(The task) Print the data that follows exactly.

(Exercise materials)
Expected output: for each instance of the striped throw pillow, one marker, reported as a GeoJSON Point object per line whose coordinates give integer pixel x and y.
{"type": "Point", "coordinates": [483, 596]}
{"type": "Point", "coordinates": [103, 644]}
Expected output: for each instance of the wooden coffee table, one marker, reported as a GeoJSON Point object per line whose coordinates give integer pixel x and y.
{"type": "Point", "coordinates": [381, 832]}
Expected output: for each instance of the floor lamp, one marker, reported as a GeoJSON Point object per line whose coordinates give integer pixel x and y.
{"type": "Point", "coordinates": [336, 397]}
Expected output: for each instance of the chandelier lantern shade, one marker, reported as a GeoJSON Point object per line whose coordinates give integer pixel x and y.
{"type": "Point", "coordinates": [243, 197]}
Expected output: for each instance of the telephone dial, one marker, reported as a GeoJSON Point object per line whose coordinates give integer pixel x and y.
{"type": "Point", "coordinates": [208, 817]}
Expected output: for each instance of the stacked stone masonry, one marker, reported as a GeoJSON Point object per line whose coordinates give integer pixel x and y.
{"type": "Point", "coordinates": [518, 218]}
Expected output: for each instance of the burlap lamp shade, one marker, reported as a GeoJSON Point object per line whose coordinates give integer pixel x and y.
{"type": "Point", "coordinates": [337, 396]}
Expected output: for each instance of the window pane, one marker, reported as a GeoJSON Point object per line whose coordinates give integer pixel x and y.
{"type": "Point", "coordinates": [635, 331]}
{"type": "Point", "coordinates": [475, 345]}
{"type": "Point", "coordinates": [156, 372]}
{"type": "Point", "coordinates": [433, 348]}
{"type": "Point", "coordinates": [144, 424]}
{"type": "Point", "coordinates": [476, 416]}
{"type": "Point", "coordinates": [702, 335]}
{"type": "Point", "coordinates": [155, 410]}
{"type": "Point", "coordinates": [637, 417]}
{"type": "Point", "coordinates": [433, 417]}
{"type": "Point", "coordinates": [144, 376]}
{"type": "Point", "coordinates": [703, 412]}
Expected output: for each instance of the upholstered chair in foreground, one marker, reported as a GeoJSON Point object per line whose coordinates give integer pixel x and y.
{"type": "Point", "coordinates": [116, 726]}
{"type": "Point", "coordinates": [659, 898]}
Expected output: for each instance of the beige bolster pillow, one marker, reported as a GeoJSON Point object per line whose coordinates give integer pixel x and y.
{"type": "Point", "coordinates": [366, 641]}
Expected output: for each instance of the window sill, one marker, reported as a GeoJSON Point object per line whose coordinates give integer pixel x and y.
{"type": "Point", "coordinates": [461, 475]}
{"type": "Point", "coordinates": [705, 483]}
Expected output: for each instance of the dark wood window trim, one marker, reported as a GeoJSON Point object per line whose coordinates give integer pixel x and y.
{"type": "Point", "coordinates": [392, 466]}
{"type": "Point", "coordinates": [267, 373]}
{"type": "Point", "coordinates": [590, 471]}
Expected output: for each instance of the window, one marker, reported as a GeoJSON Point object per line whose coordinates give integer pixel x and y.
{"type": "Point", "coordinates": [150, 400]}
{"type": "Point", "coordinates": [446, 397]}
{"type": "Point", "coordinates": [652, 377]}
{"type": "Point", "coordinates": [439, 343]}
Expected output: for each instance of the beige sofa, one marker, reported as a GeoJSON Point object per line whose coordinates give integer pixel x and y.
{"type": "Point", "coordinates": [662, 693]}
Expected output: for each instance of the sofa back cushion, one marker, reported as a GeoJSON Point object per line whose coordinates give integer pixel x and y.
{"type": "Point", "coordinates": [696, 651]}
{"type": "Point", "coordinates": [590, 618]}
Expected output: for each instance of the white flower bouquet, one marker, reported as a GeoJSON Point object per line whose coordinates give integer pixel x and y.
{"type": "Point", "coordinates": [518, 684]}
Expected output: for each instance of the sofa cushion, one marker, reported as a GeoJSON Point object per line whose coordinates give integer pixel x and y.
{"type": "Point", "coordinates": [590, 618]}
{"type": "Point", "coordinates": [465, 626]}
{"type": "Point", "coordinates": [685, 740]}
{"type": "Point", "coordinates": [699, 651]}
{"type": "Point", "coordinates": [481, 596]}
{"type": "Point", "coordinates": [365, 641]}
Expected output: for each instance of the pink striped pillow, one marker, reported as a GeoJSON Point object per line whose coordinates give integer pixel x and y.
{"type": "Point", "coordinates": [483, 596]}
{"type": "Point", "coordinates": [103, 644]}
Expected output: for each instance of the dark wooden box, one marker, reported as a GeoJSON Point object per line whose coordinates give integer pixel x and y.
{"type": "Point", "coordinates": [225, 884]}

(The solution)
Expected output: for each instance of the striped throw pillow, one marker, reported as a GeoJSON Point object per line whose coordinates give integer pixel x and y.
{"type": "Point", "coordinates": [483, 596]}
{"type": "Point", "coordinates": [103, 644]}
Expected output: for each instance of the wooden coffee table, one marker, reported as a GeoJSON Point object per line whose coordinates give integer pixel x and y.
{"type": "Point", "coordinates": [381, 832]}
Expected output: for each instance of the floor lamp, one marker, reported as a GeoJSON Point object per line whose coordinates give integer pixel x and y.
{"type": "Point", "coordinates": [336, 397]}
Expected output: for each instance of the chandelier lantern shade, one marker, reported as a GeoJSON Point object per line whose coordinates give integer pixel x and y.
{"type": "Point", "coordinates": [243, 197]}
Expected output: for each instance of the telephone dial, one marker, reported as a GeoJSON Point object per line whose coordinates give integer pixel x and y.
{"type": "Point", "coordinates": [208, 817]}
Expected output: for each instance of the stacked stone masonry, one marker, reported as a GeoJSON Point object per line whose coordinates give integer pixel x and y.
{"type": "Point", "coordinates": [518, 218]}
Expected output: for each instance of the burlap lamp shade, one marker, reported as a GeoJSON Point object per line whose coordinates give integer pixel x and y.
{"type": "Point", "coordinates": [337, 396]}
Expected output: for each instance of the window pane, one marker, reported as a GeoJSON Point object per line whose coordinates give integer pixel x and y.
{"type": "Point", "coordinates": [635, 331]}
{"type": "Point", "coordinates": [475, 345]}
{"type": "Point", "coordinates": [156, 372]}
{"type": "Point", "coordinates": [433, 348]}
{"type": "Point", "coordinates": [144, 424]}
{"type": "Point", "coordinates": [476, 416]}
{"type": "Point", "coordinates": [702, 335]}
{"type": "Point", "coordinates": [155, 410]}
{"type": "Point", "coordinates": [637, 417]}
{"type": "Point", "coordinates": [433, 417]}
{"type": "Point", "coordinates": [144, 376]}
{"type": "Point", "coordinates": [703, 412]}
Expected output: for each instance of the upholstered chair in foreground, one marker, reported as a GeoJSON Point object per line whose coordinates give integer pixel x and y.
{"type": "Point", "coordinates": [116, 726]}
{"type": "Point", "coordinates": [659, 898]}
Expected output: for each instance of the beige bolster pillow, one marker, reported as a GeoJSON Point object per line whose coordinates give integer pixel x and y.
{"type": "Point", "coordinates": [366, 641]}
Expected output: for each instance of the window sill, one marker, reported as a GeoJSON Point object per line whose coordinates give integer pixel x and y.
{"type": "Point", "coordinates": [461, 475]}
{"type": "Point", "coordinates": [705, 483]}
Expected output: for each instance of the dark wood window trim, one marker, reported as a GeoJSON Point object per line whose coordinates give integer pixel x and y.
{"type": "Point", "coordinates": [392, 466]}
{"type": "Point", "coordinates": [267, 373]}
{"type": "Point", "coordinates": [590, 471]}
Expected output: for each instance of the window, one marker, reported as a GeoJSON Point object per line whose coordinates give integer pixel x and y.
{"type": "Point", "coordinates": [150, 400]}
{"type": "Point", "coordinates": [446, 397]}
{"type": "Point", "coordinates": [652, 377]}
{"type": "Point", "coordinates": [439, 343]}
Expected output: for each instance of the beige sofa, one marker, reported as a GeoJSON Point object per line whose coordinates give integer pixel x and y.
{"type": "Point", "coordinates": [662, 693]}
Expected output: for each instance of the sofa back cushion, one marker, reported as a GeoJSON Point object per line whose coordinates give integer pixel x and y.
{"type": "Point", "coordinates": [696, 651]}
{"type": "Point", "coordinates": [590, 618]}
Expected output: for each instance of the white flower bouquet, one marker, reported as a GeoJSON Point object per line whose coordinates give integer pixel x and y.
{"type": "Point", "coordinates": [518, 684]}
Expected output: for each instance of the sofa cushion, one marker, reported as a GeoJSON Point object per line whose coordinates give integer pixel x and y.
{"type": "Point", "coordinates": [590, 618]}
{"type": "Point", "coordinates": [465, 626]}
{"type": "Point", "coordinates": [685, 740]}
{"type": "Point", "coordinates": [699, 651]}
{"type": "Point", "coordinates": [481, 596]}
{"type": "Point", "coordinates": [365, 641]}
Expected output: for each instance of the pink striped pillow, one marker, reported as a GeoJSON Point object per line whose coordinates give integer pixel x and y.
{"type": "Point", "coordinates": [483, 596]}
{"type": "Point", "coordinates": [103, 644]}
Expected output: for each instance of the dark wooden box, one marker, reported as a GeoJSON Point object per line whose coordinates give integer pixel x and y.
{"type": "Point", "coordinates": [225, 884]}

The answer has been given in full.